DOCUMENT SECTION:
■ ■ ■

‘Extreme exam anxiety’ – disability or excuse?

I’m thinking of getting my PhD from the University of Manitoba. Apparently, Winnipeg’s U of M will waive normal requirements for a PhD for those students claiming to suffer from extreme exam anxiety. I’m pretty sure I may have that. And a U of M whistleblower has now been suspended for protesting the doctorate in mathematics awarded to a U of M student who:

  • lacked the academic requirements for such a degree
  • had failed a required Comprehensive Candidacy exam two times
  • was then informed that the requirement to pass the exam would be waived – all because of this extreme exam anxiety.

To save time and money, to avoid those Winnipeg winters, and to minimize my own extreme exam anxiety, perhaps the University of Manitoba could just drop my PhD credentials in the mail for me. Isn’t that what other no-class diploma mills do when they decide to throw academic requirements out the window?

According toMacleans On Campus report last month, Dr. Gábor Lukács (who, by the way, successfully completed all academic requirements for his own PhD from Toronto’s York University) has been suspended without pay from his U of M mathematics teaching post after officially protesting his university’s decision about this PhD student. He has also been told by his employers that he may face further discipline for coming forward.

He claims that the U of M is demeaning the reputation of other PhD students and the professors who teach them:

“The shadow of suspicion that the present case casts on all other, hard-working students who did fulfill their requirements bothers me a lot. I have an interest in protecting the integrity of the PhD program in mathematics, because it affects my reputation whether I am a member of a respectable department or a diploma-mill.”

As in all public whistleblowing cases, there are at least three important issues at play here:

  • a perceived wrongdoing that motivates the whistleblower to break silence
  • the individual whistleblower’s actions
  • the subsequent consequences to the whistleblower of coming forward

Nobody, including Dr. Lukács, would suggest that writing university exams is not an anxiety-producing nightmare for most students. But the University of Manitoba claims on its website that such anxiety may actually qualify as a disability. For example:

“Some people become paralyzed by their exam anxiety.  If you find yourself unable to write your exams due to your anxiety, you can get help. The Disability Services office should be your first stop. Any student with a disability can access services through their office, including students with anxiety. Caring staff members will listen to your experiences and discuss your concerns. They may be able to help provide accommodations for you in order to help reduce your anxiety when writing exams. You may also talk to a University advisor if you are experiencing difficulties.  They can offer you the resources necessary to help you.”

The University of Manitoba’s Disability Services office last year registered 136 students who claim to suffer exam anxiety, and so was legally required to offer “reasonable” accommodation of this disability. The U of M, like many universities, offers a generous range of exam-writing accommodations for such students:

  • writing the test alone, with one supervisor in the room
  • taking an oral test
  • having more time to complete the test
  • writing an assignment that demonstrates knowledge of the subject

The U of M’s PhD candidate in question apparently avoided the need to attempt any of those available exam options before being granted a doctorate. The Dean of Graduate Studies also ruled that one of the student’s undergraduate classes could qualify to replace the unfulfilled required graduate school course.

■ ■ ■

GIVEN INFORMATION:
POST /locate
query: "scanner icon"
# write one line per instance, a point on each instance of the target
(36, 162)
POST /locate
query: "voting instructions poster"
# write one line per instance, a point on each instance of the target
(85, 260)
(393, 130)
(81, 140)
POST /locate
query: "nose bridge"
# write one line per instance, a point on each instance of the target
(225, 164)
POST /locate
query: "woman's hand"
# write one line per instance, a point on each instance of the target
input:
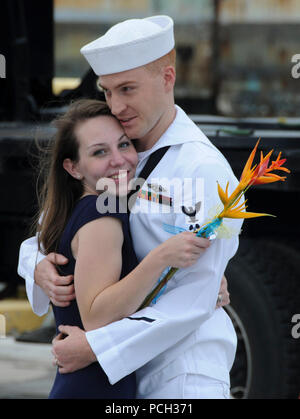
(182, 250)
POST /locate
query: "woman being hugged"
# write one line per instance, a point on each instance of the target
(109, 284)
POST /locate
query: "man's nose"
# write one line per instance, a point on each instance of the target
(117, 159)
(116, 105)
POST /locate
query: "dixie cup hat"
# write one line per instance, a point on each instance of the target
(130, 44)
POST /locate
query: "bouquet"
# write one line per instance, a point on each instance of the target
(232, 206)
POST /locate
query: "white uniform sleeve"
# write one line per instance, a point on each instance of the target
(190, 298)
(29, 257)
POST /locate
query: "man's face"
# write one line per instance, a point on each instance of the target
(138, 99)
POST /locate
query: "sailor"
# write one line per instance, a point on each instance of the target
(180, 346)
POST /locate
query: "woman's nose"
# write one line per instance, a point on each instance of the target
(116, 105)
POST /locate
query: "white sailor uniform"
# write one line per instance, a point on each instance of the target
(180, 346)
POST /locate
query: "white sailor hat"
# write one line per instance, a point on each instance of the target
(130, 44)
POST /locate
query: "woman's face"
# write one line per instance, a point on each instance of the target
(104, 152)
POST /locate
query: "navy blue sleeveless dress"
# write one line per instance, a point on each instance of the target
(90, 382)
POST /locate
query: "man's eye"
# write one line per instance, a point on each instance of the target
(125, 144)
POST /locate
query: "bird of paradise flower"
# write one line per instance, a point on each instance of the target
(232, 206)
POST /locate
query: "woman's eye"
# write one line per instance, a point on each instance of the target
(126, 89)
(99, 152)
(125, 144)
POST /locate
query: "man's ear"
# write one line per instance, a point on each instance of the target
(71, 168)
(169, 77)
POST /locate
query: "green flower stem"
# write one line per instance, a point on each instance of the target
(158, 287)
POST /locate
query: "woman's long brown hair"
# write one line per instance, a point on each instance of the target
(60, 191)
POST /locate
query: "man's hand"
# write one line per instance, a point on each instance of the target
(59, 289)
(223, 296)
(71, 350)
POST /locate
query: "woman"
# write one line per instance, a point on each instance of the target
(89, 145)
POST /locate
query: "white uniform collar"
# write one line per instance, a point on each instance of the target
(182, 130)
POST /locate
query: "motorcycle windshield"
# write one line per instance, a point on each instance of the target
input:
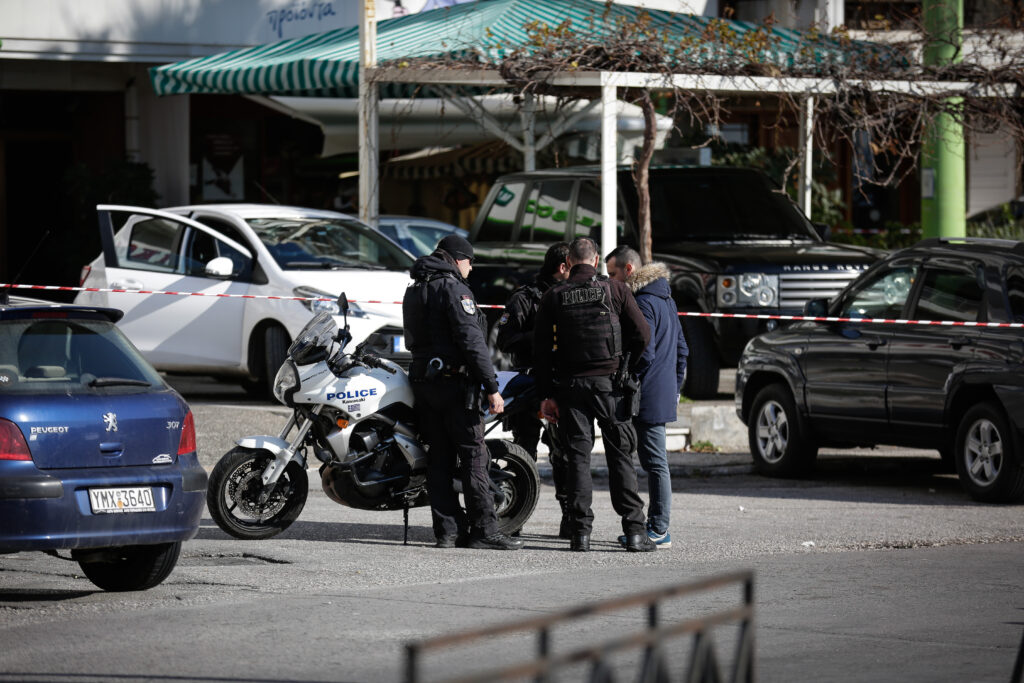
(317, 334)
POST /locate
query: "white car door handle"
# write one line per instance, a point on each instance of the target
(127, 285)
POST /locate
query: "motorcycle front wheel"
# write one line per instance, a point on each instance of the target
(516, 496)
(233, 495)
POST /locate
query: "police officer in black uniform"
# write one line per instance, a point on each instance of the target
(444, 332)
(584, 328)
(515, 337)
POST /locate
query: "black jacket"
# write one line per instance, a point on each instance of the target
(442, 321)
(515, 327)
(616, 302)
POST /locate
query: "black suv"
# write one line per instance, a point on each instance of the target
(734, 245)
(958, 389)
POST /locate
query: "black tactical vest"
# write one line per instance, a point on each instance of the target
(587, 328)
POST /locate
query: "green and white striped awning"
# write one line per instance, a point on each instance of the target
(327, 63)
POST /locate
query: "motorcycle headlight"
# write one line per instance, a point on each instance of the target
(286, 382)
(320, 305)
(748, 289)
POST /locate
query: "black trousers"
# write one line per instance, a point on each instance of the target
(455, 437)
(581, 401)
(526, 432)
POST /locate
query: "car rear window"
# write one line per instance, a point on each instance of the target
(322, 244)
(67, 355)
(949, 295)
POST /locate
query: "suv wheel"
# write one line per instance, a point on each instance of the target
(778, 441)
(701, 365)
(987, 460)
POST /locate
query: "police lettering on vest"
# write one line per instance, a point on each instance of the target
(582, 295)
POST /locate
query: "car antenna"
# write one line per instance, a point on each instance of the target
(17, 278)
(264, 190)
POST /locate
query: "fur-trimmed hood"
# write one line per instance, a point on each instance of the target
(647, 274)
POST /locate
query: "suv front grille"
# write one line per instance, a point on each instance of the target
(795, 289)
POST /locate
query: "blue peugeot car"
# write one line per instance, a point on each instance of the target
(97, 454)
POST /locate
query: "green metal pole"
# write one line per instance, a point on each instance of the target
(943, 177)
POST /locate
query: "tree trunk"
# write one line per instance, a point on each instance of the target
(642, 175)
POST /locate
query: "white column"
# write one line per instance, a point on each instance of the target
(133, 144)
(527, 116)
(609, 163)
(806, 154)
(369, 117)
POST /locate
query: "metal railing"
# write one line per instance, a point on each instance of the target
(702, 665)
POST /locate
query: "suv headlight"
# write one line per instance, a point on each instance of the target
(748, 289)
(326, 306)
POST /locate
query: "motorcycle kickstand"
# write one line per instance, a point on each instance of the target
(404, 514)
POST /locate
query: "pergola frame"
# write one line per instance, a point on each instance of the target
(608, 83)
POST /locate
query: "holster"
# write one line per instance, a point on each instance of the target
(472, 395)
(629, 385)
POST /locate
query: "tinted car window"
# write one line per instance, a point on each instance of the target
(499, 222)
(69, 356)
(882, 296)
(316, 243)
(721, 206)
(425, 238)
(154, 245)
(949, 295)
(1015, 294)
(547, 211)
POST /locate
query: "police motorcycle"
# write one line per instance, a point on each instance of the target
(353, 413)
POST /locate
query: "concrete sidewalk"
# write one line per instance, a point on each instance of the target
(709, 423)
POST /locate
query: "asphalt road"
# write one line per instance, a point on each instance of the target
(877, 568)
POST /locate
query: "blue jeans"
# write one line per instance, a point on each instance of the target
(654, 461)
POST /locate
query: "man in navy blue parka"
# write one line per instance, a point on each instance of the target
(662, 371)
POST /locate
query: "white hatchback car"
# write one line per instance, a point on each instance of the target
(249, 250)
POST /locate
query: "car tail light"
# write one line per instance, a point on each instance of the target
(187, 442)
(12, 445)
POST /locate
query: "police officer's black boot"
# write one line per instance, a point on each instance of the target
(565, 525)
(580, 543)
(497, 541)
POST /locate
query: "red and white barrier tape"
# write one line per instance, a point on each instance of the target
(757, 316)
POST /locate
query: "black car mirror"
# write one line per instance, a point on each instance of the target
(816, 307)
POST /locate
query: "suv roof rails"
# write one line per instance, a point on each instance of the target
(1015, 246)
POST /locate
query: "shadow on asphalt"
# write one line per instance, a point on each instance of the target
(386, 532)
(900, 480)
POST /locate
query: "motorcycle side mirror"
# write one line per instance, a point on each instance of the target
(344, 336)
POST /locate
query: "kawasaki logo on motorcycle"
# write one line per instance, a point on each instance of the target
(351, 395)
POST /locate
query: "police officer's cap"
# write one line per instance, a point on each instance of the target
(457, 247)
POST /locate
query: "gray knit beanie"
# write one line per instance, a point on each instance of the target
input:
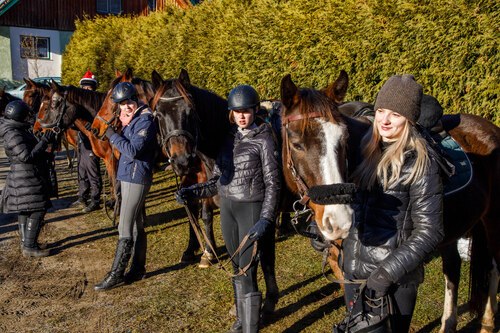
(401, 94)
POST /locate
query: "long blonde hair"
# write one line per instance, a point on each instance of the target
(384, 166)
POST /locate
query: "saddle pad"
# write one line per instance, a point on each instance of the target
(463, 167)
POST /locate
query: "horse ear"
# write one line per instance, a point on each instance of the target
(338, 89)
(54, 86)
(288, 91)
(157, 79)
(184, 78)
(128, 74)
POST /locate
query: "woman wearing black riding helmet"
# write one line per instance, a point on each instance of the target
(137, 146)
(247, 180)
(27, 188)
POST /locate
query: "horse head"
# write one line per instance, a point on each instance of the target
(315, 150)
(177, 120)
(108, 114)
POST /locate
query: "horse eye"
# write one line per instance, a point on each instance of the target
(297, 146)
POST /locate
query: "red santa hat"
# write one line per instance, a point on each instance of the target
(88, 79)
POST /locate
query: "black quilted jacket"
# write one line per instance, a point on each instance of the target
(247, 170)
(396, 229)
(26, 185)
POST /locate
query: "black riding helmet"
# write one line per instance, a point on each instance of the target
(17, 110)
(242, 97)
(124, 91)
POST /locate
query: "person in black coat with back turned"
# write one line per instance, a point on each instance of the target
(27, 186)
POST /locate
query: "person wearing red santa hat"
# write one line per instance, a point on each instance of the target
(88, 81)
(89, 171)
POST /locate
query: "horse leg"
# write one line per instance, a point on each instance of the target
(268, 265)
(451, 270)
(207, 216)
(188, 256)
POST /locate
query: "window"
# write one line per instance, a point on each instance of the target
(152, 5)
(109, 6)
(35, 47)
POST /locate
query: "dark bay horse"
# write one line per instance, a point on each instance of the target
(5, 98)
(66, 105)
(194, 123)
(319, 143)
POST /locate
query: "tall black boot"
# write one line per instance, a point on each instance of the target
(137, 269)
(251, 312)
(115, 277)
(30, 244)
(21, 221)
(238, 300)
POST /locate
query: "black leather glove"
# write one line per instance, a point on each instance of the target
(379, 281)
(184, 195)
(48, 136)
(109, 132)
(258, 229)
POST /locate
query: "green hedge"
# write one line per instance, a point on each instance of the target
(450, 46)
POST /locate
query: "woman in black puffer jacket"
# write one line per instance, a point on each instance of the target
(27, 186)
(398, 211)
(247, 179)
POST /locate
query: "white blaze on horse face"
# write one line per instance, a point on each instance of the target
(336, 219)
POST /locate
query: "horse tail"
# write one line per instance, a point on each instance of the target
(480, 267)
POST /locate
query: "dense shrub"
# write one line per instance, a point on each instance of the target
(450, 46)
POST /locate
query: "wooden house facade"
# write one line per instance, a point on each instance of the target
(34, 33)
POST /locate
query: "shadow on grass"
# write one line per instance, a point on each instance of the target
(313, 297)
(471, 327)
(86, 237)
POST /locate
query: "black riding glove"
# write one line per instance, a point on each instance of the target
(184, 195)
(48, 136)
(109, 132)
(379, 281)
(258, 229)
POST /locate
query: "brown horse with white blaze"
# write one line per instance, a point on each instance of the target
(320, 147)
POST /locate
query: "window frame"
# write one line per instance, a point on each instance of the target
(29, 47)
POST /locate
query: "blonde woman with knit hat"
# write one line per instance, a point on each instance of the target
(398, 214)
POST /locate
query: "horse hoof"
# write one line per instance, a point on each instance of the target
(206, 260)
(187, 258)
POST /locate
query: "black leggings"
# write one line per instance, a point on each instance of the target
(236, 219)
(404, 298)
(37, 215)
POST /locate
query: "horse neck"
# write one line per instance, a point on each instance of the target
(214, 121)
(86, 104)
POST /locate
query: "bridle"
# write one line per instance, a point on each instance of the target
(299, 181)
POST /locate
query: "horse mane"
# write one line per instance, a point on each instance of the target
(312, 100)
(213, 114)
(90, 100)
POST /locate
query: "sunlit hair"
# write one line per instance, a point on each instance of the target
(384, 166)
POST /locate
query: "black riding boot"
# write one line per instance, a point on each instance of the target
(137, 270)
(21, 221)
(238, 300)
(251, 312)
(30, 244)
(114, 278)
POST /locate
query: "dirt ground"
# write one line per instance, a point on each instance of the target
(55, 294)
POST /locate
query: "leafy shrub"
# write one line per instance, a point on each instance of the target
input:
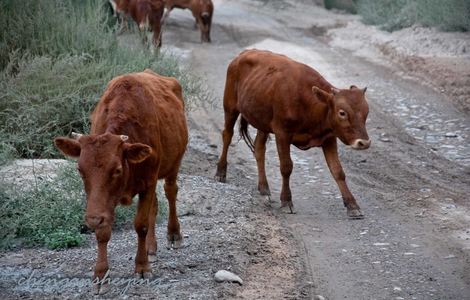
(59, 59)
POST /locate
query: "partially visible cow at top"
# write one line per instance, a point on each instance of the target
(276, 94)
(146, 13)
(138, 135)
(202, 11)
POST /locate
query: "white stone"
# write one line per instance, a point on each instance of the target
(224, 275)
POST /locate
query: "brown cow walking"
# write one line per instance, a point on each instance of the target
(278, 95)
(146, 13)
(138, 135)
(202, 11)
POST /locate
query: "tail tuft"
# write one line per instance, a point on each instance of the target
(245, 134)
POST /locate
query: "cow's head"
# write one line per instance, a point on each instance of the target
(103, 163)
(347, 115)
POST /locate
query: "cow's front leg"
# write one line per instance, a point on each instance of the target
(330, 150)
(283, 141)
(141, 225)
(174, 237)
(100, 280)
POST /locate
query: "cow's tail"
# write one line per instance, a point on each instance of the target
(144, 25)
(245, 134)
(206, 18)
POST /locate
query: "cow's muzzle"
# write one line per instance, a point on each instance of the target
(361, 144)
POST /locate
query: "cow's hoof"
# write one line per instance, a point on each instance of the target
(175, 241)
(355, 214)
(220, 178)
(288, 207)
(143, 275)
(100, 289)
(264, 191)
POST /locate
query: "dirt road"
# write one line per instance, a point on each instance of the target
(413, 184)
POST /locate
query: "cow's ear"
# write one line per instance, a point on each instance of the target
(322, 95)
(137, 152)
(69, 147)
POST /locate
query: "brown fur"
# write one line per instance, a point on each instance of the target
(149, 109)
(202, 11)
(144, 12)
(277, 95)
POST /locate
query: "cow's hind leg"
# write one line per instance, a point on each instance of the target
(141, 224)
(283, 141)
(151, 241)
(174, 236)
(330, 150)
(227, 134)
(260, 150)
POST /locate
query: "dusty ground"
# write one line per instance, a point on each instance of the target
(413, 184)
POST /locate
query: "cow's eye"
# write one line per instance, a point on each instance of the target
(117, 172)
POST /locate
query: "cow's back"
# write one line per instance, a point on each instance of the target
(149, 109)
(275, 87)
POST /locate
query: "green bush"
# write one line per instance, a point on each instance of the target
(50, 212)
(58, 58)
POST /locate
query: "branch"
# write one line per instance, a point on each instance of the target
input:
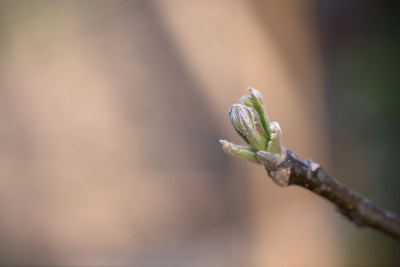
(308, 174)
(250, 121)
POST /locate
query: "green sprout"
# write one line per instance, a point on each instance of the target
(250, 121)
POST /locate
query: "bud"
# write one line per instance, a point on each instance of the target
(242, 152)
(247, 123)
(275, 144)
(258, 105)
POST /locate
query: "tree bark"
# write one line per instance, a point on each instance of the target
(356, 208)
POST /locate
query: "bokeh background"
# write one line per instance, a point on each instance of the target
(111, 113)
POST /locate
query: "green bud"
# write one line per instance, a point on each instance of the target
(242, 152)
(247, 123)
(258, 105)
(275, 144)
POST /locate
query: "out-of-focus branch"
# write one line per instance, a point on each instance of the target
(250, 120)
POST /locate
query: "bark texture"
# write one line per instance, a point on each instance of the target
(358, 209)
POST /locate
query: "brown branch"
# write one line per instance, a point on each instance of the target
(310, 175)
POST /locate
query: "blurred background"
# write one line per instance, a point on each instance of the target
(111, 112)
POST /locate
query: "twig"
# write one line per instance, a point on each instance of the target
(250, 120)
(355, 207)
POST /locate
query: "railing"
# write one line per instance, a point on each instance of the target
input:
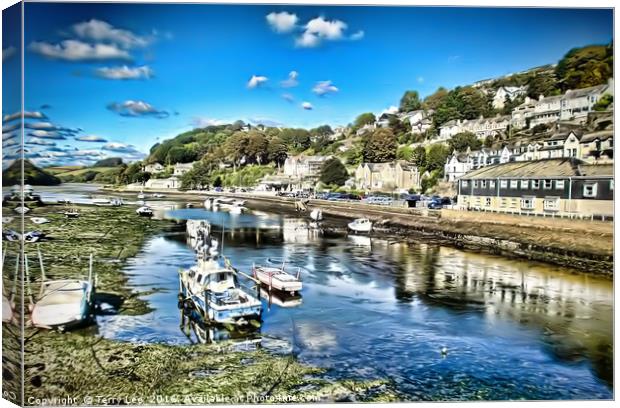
(557, 214)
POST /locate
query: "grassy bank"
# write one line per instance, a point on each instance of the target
(91, 370)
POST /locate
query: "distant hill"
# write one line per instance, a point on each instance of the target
(32, 175)
(109, 162)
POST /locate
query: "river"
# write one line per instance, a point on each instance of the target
(377, 308)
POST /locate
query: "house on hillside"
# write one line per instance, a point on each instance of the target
(153, 168)
(507, 92)
(550, 186)
(304, 166)
(398, 175)
(182, 168)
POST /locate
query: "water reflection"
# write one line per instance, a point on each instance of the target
(375, 308)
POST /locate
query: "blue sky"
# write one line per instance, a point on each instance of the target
(121, 77)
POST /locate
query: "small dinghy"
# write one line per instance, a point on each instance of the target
(144, 211)
(21, 209)
(62, 304)
(277, 279)
(72, 213)
(316, 215)
(362, 225)
(39, 220)
(11, 235)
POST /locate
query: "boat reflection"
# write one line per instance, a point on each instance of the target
(198, 331)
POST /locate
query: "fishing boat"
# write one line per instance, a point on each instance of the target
(63, 304)
(361, 225)
(39, 220)
(32, 236)
(316, 215)
(144, 211)
(278, 279)
(71, 213)
(21, 209)
(214, 291)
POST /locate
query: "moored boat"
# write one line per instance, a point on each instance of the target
(361, 225)
(144, 211)
(278, 279)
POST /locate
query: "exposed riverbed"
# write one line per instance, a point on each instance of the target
(378, 309)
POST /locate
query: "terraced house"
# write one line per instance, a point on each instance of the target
(561, 186)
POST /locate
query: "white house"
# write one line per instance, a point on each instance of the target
(153, 168)
(507, 92)
(182, 168)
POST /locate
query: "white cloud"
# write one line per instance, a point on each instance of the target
(8, 53)
(291, 81)
(324, 87)
(131, 108)
(358, 35)
(282, 22)
(91, 138)
(329, 29)
(125, 72)
(199, 122)
(75, 50)
(256, 81)
(100, 31)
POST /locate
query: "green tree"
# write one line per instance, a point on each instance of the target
(364, 119)
(461, 141)
(410, 101)
(586, 66)
(418, 156)
(436, 157)
(333, 172)
(380, 146)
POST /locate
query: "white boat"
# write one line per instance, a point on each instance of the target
(65, 303)
(145, 211)
(71, 213)
(39, 220)
(360, 225)
(278, 279)
(316, 215)
(21, 209)
(214, 291)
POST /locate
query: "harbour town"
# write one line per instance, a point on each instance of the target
(290, 232)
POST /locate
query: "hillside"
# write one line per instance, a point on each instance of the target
(32, 175)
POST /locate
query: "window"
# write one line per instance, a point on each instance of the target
(527, 203)
(589, 190)
(551, 203)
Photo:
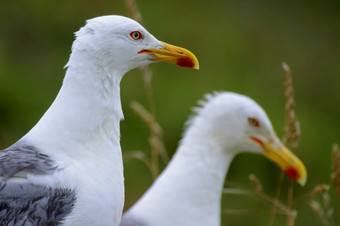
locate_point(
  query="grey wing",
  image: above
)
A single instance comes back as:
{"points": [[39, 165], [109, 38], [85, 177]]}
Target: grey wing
{"points": [[24, 157], [131, 220], [25, 203], [34, 205]]}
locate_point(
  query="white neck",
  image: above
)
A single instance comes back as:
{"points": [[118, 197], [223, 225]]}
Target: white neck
{"points": [[81, 132], [189, 190], [88, 100]]}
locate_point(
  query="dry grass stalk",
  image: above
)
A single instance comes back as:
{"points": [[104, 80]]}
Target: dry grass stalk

■ ■ ■

TASK BRIEF: Reproduce, word for word, the part of the article on exam anxiety that runs from "To save time" up to and including "out the window?".

ANSWER FOR THIS EXERCISE:
To save time and money, to avoid those Winnipeg winters, and to minimize my own extreme exam anxiety, perhaps the University of Manitoba could just drop my PhD credentials in the mail for me. Isn’t that what other no-class diploma mills do when they decide to throw academic requirements out the window?